# what gun is right for me?



## jestalavita (Nov 5, 2013)

gday, im a chippy by trade but im keen to paint my kombi. i have bought some paint(a splerge/spontainious buy..also i have A LOT of spies and heckler paint if anyones keen) im currently searching for a decent compressor on gumtree/e bay but am hesitant on the paint gun to go with it? i have read a few links/reveiws but havent made my mind up. i am looking for a relatively cheap gun but dont know what specs to look out for? i understand that the compressor needs to be capable of pumping sufficient air for the gun so i know whats a good compressor or not, but im struggling with gun specs? is there any thing to look out for or to avoid? the project is painting 2pac "spies and heckler" paint over me kombi van.
any advise is apreciated but thanks for reading anyway
cheers


----------



## ReNt A PaInTeR (Dec 28, 2008)

I would go with a 1911 45 auto.


----------



## slinger58 (Feb 11, 2013)

ReNt A PaInTeR said:


> I would go with a 1911 45 auto.


Quick on the draw there ReNt. :thumbup:


----------



## TJ Paint (Jun 18, 2009)

Glock 17 is hard to beat.


----------



## Andyman (Feb 21, 2009)

▶ [DATA LISTING]
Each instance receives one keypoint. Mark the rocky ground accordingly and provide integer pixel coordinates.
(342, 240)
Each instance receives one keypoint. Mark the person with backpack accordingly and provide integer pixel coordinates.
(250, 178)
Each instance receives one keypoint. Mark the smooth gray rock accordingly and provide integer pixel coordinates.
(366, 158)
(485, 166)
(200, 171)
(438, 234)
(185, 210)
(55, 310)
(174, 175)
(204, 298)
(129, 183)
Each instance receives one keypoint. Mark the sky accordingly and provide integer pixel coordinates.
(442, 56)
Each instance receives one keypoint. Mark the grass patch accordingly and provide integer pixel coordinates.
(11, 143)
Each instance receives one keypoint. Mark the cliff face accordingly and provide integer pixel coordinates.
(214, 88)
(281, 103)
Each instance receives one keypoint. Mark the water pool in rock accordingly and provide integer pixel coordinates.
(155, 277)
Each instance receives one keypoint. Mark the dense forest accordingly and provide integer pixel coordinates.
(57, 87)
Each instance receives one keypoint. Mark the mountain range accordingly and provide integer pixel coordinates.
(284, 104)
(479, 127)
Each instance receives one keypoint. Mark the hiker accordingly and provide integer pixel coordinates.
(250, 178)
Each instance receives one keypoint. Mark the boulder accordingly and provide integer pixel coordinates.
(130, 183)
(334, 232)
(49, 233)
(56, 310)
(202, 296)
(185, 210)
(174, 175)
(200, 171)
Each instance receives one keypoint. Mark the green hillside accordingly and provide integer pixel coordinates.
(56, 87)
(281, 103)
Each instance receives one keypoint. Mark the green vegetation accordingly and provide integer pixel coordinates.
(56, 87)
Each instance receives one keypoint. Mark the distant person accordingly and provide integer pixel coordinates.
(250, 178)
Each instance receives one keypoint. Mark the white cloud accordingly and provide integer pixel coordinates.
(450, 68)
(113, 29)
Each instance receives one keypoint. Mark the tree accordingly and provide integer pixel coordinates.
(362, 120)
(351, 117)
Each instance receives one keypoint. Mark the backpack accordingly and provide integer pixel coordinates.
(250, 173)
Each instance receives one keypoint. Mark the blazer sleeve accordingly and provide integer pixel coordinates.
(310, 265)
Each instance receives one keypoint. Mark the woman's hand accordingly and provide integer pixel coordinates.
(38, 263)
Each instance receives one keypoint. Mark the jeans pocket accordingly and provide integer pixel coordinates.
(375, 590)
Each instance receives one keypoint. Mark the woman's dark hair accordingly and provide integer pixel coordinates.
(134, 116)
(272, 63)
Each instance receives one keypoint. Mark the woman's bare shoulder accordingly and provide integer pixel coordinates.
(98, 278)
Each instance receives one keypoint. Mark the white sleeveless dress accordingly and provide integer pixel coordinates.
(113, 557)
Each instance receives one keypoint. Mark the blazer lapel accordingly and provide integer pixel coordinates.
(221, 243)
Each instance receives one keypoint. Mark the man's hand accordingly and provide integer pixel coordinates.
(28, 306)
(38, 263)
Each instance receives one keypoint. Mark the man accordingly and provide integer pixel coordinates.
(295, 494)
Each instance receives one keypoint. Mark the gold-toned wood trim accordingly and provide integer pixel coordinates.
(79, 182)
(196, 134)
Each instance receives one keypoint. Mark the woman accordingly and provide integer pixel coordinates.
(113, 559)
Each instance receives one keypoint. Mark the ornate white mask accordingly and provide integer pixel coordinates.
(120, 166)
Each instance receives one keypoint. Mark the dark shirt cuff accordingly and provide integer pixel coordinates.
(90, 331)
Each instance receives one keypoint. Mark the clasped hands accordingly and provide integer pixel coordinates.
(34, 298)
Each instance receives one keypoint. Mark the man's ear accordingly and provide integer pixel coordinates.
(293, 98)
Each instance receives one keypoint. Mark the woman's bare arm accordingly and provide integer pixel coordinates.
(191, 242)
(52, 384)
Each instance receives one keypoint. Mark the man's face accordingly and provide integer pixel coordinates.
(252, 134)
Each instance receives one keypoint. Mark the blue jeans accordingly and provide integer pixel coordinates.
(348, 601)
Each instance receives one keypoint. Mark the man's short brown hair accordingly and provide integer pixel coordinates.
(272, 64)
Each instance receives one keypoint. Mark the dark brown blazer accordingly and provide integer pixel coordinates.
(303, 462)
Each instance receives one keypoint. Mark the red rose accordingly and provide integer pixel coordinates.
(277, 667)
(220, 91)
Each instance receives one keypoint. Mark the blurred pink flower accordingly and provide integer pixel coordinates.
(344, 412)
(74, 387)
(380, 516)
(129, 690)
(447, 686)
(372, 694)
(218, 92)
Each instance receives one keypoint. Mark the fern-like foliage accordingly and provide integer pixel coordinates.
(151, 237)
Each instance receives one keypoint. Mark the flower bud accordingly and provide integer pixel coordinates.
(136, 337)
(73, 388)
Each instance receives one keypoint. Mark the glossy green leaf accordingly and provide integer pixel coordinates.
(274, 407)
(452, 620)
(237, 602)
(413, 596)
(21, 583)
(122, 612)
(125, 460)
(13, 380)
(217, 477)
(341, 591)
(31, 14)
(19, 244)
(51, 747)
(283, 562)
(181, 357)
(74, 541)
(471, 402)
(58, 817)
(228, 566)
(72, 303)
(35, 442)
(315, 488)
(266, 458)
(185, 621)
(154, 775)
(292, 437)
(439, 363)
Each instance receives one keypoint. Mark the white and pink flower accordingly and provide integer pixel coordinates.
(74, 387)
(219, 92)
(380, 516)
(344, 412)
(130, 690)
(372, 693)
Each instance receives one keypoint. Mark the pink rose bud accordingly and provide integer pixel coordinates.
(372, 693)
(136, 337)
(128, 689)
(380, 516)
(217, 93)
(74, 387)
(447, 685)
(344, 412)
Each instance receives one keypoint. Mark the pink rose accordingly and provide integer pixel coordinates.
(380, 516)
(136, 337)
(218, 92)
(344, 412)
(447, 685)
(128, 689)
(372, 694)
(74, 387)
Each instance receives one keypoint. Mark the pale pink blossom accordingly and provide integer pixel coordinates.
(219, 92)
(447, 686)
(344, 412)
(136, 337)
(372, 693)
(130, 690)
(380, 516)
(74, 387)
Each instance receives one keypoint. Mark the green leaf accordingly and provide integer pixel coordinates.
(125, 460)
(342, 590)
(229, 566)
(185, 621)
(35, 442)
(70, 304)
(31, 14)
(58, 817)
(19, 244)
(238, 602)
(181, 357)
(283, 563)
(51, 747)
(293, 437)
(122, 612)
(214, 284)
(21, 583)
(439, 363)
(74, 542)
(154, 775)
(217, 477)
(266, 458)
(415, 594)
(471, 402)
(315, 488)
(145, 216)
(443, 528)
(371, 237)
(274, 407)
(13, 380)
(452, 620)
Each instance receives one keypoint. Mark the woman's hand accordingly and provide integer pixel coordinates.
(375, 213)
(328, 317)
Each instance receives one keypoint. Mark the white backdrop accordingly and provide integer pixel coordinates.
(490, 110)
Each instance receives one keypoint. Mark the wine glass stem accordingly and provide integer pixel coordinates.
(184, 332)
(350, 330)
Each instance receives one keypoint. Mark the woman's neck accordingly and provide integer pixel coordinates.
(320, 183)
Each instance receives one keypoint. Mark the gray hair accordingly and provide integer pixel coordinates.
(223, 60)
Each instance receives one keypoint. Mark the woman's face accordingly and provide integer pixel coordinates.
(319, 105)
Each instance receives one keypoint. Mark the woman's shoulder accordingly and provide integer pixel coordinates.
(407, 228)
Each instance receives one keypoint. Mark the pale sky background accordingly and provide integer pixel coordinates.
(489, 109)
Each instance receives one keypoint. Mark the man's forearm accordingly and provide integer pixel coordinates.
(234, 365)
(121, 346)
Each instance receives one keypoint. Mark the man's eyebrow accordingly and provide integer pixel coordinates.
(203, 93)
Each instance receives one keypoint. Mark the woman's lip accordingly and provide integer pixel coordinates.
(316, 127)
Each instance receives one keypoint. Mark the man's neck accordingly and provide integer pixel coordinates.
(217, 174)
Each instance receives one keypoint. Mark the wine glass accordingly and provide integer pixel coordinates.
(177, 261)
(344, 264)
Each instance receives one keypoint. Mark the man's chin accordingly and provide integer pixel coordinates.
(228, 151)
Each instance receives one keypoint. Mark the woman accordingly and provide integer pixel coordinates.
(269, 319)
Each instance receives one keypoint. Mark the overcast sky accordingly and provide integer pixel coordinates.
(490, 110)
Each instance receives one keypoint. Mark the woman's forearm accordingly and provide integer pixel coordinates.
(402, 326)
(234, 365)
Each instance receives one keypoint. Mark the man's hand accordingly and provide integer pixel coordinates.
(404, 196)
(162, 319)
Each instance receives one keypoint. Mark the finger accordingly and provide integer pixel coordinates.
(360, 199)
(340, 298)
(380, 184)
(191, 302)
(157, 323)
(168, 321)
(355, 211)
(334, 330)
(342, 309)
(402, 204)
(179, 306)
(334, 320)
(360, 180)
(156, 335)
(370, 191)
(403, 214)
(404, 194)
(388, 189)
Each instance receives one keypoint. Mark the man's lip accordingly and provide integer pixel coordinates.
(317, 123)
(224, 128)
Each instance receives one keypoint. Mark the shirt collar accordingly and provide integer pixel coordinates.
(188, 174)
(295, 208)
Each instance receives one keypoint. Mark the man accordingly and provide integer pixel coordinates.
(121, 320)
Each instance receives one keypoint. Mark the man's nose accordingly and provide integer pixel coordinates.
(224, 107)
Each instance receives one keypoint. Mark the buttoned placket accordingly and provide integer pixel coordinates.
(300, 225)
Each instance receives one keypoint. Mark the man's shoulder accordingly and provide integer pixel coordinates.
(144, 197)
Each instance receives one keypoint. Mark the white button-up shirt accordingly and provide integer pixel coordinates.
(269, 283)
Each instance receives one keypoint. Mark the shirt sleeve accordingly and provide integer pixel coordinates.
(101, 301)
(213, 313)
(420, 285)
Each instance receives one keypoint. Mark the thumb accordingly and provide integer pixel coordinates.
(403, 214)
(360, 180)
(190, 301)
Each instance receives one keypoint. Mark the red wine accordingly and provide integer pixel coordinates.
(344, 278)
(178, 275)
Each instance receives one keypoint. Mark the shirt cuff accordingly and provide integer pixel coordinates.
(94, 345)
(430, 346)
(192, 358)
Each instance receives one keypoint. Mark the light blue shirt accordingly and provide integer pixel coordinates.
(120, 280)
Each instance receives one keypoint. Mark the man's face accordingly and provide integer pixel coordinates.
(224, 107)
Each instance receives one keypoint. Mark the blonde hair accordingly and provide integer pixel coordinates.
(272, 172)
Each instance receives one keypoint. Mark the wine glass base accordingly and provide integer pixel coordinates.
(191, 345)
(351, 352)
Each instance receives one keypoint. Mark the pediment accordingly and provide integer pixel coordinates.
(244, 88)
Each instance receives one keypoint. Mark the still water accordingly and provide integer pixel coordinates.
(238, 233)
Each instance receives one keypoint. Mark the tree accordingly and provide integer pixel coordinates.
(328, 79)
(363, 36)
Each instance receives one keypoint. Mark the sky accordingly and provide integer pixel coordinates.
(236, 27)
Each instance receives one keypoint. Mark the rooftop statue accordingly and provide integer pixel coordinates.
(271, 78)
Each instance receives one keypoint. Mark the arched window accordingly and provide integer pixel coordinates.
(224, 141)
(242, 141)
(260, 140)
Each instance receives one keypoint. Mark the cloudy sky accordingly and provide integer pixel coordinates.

▶ [TASK REQUIREMENTS]
a) List every username that appears as a post heading in the paint gun thread, in order.
b) Reproduce the passage of the paint gun thread between "gday, im a chippy" and "(Dec 28, 2008)", inclusive.

▶ [REPLIES]
a)
jestalavita
ReNt A PaInTeR
slinger58
TJ Paint
Andyman

b)
gday, im a chippy by trade but im keen to paint my kombi. i have bought some paint(a splerge/spontainious buy..also i have A LOT of spies and heckler paint if anyones keen) im currently searching for a decent compressor on gumtree/e bay but am hesitant on the paint gun to go with it? i have read a few links/reveiws but havent made my mind up. i am looking for a relatively cheap gun but dont know what specs to look out for? i understand that the compressor needs to be capable of pumping sufficient air for the gun so i know whats a good compressor or not, but im struggling with gun specs? is there any thing to look out for or to avoid? the project is painting 2pac "spies and heckler" paint over me kombi van.
any advise is apreciated but thanks for reading anyway
cheers


----------



## ReNt A PaInTeR (Dec 28, 2008)